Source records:
--------------------------------

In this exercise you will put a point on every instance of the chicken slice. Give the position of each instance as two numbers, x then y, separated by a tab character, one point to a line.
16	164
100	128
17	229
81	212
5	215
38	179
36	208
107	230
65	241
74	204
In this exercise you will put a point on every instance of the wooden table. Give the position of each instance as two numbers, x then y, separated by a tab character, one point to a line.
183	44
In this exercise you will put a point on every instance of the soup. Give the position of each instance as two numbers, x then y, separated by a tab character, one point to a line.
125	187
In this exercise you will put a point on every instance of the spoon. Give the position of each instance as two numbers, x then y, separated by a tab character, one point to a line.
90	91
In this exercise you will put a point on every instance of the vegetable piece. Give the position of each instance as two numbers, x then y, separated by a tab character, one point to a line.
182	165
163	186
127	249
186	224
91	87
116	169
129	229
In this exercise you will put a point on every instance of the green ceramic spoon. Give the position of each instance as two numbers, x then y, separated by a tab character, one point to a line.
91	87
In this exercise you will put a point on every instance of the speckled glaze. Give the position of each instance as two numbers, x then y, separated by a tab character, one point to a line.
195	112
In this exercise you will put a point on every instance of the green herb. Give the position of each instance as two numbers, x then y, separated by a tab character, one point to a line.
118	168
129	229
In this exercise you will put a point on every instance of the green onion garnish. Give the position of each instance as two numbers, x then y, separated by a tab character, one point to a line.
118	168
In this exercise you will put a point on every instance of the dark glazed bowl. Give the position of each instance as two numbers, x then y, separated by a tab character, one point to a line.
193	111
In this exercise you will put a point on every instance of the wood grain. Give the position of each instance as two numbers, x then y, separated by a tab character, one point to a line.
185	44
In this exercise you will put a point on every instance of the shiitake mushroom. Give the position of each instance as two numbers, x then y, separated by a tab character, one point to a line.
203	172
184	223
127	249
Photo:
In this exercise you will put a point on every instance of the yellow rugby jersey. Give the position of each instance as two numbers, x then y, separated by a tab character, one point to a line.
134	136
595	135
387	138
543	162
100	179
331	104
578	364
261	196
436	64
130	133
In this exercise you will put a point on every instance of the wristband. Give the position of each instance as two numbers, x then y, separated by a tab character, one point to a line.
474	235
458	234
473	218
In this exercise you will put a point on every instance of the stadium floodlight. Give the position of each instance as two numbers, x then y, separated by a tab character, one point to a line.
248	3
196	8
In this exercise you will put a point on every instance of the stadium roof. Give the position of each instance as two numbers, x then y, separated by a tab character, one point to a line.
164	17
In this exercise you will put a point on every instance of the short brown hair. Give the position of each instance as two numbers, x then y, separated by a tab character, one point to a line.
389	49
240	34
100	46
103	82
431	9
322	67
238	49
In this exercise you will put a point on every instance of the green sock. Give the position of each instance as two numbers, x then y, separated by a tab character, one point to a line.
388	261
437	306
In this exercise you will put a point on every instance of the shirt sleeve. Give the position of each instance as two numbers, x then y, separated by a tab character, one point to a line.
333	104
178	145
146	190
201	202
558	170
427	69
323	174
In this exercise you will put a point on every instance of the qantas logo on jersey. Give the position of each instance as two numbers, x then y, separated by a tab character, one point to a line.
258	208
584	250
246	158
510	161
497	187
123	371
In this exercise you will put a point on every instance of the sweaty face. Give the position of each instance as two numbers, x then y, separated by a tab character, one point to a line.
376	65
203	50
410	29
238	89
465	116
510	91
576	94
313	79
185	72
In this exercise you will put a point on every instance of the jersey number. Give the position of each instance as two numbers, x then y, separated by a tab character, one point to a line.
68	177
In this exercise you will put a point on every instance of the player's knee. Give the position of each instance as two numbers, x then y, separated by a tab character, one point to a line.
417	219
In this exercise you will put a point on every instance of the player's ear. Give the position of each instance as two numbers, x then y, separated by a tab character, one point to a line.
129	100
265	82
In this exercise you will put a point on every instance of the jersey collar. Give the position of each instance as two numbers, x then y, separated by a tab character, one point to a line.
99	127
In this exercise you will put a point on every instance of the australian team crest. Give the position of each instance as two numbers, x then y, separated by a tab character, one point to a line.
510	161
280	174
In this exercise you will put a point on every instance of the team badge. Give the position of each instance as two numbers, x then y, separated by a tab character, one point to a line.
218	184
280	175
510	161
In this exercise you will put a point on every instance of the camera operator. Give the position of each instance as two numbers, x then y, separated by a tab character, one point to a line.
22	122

--------------------------------

Only those lines running from the one containing "of the australian" through the last line of the data above are to be copied, exactly, with both ends included.

In this exercise you will put a point on every instance of the australian team crest. Give the position of each instance as two numbers, x then y, separated by a tab character, one point to a line.
510	161
280	174
In this exercise you will put a point on every instance of the team badge. Give the position of each instance as two numbers, x then y, separated by a tab character, one point to a line.
218	184
280	175
510	161
In this exercise you will put a point on every instance of the camera operator. Give the position of each instance as two numbers, x then y, separated by a tab character, one point to a line.
22	122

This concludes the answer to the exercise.